Description of the task ::
Across the listing, the lines that include "spot" must be tallied and reported as a bare number.

Data for this exercise ::
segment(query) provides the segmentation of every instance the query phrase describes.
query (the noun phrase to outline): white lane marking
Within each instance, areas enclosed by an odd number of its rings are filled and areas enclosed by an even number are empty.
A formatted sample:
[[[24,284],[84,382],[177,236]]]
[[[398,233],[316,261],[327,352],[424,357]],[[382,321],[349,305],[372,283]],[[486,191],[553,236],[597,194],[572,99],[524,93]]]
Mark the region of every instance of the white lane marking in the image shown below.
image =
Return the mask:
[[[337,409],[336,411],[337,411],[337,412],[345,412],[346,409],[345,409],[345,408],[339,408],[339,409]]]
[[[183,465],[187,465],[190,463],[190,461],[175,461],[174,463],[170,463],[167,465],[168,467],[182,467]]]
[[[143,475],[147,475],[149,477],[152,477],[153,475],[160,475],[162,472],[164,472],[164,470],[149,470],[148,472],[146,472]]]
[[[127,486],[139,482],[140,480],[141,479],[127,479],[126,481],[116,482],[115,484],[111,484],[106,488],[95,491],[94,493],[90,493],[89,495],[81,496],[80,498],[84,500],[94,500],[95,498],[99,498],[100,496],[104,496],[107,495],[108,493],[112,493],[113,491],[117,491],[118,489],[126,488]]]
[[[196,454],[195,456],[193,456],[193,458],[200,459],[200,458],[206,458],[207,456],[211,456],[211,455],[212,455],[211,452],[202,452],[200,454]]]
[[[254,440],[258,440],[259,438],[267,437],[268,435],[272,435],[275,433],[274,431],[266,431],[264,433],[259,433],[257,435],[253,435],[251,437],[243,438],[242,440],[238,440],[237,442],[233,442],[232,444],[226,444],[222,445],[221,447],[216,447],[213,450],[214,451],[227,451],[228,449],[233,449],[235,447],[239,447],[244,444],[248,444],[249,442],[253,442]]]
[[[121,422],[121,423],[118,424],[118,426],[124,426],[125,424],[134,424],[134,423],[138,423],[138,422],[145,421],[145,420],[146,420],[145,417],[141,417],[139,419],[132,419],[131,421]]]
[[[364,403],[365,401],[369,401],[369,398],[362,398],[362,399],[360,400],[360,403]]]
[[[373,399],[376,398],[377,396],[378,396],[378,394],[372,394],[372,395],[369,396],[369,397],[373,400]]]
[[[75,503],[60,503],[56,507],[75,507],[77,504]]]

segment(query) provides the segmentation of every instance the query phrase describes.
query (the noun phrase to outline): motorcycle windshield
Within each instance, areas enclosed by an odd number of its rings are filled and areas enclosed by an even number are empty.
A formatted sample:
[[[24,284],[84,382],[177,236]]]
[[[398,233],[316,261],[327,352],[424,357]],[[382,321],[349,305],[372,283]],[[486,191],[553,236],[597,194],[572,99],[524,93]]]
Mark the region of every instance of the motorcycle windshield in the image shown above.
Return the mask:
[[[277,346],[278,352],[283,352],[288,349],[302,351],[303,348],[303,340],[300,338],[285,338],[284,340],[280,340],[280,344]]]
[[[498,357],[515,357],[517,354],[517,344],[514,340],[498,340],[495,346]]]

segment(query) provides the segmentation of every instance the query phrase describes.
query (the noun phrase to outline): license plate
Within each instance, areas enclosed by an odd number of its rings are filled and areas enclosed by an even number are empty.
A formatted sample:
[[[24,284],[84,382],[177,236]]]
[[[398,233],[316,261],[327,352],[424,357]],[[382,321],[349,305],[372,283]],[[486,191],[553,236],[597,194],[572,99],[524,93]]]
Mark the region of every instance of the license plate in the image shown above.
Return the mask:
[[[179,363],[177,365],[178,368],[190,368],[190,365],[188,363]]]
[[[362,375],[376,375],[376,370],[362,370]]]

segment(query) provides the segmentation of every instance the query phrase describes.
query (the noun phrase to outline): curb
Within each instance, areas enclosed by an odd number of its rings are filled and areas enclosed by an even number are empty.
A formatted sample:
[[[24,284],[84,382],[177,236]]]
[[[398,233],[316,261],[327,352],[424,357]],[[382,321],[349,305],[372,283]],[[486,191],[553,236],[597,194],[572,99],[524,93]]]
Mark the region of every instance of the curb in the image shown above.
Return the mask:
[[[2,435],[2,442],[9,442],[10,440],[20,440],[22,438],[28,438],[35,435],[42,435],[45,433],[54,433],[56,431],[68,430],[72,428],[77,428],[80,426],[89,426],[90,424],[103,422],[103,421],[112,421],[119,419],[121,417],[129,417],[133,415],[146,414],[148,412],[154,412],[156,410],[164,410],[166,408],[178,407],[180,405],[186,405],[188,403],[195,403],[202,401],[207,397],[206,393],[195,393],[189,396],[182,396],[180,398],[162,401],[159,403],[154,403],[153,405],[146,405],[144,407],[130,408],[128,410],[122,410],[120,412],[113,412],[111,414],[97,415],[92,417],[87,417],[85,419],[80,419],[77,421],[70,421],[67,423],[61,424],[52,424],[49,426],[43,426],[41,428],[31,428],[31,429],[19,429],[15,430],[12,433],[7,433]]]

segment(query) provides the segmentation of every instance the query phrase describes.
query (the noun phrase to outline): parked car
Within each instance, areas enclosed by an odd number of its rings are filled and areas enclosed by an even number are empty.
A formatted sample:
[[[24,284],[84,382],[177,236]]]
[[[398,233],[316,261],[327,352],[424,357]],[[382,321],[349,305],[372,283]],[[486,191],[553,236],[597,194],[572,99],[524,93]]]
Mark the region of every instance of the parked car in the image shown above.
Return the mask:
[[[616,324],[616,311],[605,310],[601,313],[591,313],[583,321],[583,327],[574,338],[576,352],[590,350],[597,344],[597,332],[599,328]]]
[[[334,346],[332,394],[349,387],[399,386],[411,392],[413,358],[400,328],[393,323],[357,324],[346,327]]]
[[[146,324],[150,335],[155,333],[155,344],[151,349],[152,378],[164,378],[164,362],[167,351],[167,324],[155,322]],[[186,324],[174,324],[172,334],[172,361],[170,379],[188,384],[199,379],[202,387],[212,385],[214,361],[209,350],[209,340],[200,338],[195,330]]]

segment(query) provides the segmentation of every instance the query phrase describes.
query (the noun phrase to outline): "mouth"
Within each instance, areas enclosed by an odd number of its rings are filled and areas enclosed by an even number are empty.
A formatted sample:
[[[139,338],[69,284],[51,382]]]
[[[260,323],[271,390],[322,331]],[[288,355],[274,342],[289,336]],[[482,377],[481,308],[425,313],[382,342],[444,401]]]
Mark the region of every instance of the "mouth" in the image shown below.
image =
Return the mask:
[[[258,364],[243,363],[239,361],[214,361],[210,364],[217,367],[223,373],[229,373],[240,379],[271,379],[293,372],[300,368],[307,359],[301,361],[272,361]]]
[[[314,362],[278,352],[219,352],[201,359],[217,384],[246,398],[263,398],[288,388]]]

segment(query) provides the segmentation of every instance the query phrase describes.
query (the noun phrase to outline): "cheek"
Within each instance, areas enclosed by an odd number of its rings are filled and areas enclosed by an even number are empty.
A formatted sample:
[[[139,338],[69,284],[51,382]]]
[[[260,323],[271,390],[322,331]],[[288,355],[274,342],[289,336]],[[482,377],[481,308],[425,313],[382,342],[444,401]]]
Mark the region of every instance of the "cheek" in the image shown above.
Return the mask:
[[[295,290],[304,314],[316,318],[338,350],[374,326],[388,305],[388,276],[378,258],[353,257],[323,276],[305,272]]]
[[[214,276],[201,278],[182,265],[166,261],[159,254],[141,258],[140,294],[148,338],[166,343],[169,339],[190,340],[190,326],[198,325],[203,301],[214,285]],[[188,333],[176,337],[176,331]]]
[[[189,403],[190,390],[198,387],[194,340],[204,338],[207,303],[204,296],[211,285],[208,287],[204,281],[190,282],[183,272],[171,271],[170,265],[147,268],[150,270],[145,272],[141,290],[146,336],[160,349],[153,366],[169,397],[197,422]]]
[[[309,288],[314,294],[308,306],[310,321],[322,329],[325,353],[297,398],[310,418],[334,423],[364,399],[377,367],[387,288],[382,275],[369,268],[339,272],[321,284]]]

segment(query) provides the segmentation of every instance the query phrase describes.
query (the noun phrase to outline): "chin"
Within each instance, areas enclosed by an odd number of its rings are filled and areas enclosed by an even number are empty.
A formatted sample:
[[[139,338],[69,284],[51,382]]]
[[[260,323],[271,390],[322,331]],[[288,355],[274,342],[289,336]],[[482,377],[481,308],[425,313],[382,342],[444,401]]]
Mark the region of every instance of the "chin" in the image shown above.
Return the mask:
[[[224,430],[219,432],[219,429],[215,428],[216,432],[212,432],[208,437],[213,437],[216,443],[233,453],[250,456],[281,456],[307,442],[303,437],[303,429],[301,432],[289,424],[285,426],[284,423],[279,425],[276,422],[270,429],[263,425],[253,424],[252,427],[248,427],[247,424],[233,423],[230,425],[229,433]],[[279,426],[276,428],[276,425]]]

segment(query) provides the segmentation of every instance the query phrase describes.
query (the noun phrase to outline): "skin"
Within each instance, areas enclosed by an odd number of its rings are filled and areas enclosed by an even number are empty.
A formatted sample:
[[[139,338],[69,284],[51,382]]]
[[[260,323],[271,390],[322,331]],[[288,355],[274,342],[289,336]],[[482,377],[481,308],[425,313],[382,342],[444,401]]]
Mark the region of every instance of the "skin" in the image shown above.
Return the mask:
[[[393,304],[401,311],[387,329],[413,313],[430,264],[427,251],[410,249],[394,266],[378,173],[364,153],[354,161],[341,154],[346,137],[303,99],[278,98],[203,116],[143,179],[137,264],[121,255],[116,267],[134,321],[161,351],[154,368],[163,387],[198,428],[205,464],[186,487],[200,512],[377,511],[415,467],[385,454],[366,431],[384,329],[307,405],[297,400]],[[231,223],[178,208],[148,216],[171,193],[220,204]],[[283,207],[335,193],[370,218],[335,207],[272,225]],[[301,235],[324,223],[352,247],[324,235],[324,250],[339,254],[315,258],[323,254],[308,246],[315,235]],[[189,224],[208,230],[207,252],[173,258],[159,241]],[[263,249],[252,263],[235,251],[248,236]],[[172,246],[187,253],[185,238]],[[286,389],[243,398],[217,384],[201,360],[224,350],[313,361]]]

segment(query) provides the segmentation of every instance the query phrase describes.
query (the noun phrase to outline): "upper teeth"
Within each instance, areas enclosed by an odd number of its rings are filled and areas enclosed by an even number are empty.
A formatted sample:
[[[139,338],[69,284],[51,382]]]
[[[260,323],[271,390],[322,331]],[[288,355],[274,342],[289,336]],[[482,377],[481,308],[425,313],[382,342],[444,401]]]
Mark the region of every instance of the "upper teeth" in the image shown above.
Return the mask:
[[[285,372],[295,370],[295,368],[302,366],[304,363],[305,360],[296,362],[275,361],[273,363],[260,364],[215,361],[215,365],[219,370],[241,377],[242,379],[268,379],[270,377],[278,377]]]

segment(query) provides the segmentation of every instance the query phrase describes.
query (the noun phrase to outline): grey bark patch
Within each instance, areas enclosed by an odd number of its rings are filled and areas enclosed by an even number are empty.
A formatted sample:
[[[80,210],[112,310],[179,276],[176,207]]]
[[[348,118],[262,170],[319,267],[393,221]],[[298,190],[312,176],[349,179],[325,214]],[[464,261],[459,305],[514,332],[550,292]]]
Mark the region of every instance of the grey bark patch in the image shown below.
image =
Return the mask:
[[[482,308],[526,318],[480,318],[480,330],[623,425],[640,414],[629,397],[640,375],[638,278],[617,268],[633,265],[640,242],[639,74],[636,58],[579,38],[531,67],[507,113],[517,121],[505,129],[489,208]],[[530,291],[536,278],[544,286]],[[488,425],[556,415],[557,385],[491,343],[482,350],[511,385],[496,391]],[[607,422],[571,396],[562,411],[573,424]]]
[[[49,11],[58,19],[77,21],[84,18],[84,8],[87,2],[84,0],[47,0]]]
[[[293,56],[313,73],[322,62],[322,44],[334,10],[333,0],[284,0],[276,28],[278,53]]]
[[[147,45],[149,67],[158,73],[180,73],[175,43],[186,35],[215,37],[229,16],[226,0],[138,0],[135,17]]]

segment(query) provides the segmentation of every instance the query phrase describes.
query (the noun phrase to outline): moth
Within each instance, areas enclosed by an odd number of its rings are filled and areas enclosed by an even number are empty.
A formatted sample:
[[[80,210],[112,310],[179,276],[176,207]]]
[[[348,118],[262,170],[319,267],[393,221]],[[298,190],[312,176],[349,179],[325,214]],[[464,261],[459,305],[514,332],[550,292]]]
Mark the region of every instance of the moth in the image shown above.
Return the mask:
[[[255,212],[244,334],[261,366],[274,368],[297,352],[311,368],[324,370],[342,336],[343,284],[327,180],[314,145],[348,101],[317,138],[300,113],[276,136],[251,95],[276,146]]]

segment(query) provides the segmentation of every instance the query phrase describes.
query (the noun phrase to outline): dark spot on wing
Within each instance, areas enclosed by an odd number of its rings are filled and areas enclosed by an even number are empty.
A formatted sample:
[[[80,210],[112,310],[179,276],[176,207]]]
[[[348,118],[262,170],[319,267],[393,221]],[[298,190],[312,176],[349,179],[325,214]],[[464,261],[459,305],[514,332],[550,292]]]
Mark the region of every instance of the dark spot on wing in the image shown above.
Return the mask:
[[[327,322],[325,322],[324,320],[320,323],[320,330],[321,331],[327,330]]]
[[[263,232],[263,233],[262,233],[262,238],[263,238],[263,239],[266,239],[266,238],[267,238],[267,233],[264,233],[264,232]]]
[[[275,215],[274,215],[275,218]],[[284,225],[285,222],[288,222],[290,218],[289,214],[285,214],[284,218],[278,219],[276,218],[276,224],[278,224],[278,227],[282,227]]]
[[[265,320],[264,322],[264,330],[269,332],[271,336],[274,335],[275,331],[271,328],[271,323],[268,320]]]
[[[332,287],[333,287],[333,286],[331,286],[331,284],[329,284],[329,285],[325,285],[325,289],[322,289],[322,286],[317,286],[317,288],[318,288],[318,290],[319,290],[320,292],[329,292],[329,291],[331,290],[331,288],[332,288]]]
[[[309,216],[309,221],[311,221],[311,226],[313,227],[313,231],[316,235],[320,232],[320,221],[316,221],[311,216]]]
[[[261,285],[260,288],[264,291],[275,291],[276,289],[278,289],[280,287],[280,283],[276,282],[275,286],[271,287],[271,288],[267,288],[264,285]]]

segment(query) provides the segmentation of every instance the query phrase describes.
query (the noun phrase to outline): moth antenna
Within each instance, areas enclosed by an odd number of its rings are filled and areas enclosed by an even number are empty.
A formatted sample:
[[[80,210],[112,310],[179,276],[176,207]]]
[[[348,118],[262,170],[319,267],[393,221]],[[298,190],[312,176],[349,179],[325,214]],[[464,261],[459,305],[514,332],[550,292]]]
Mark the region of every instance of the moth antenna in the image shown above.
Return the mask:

Output of the task ::
2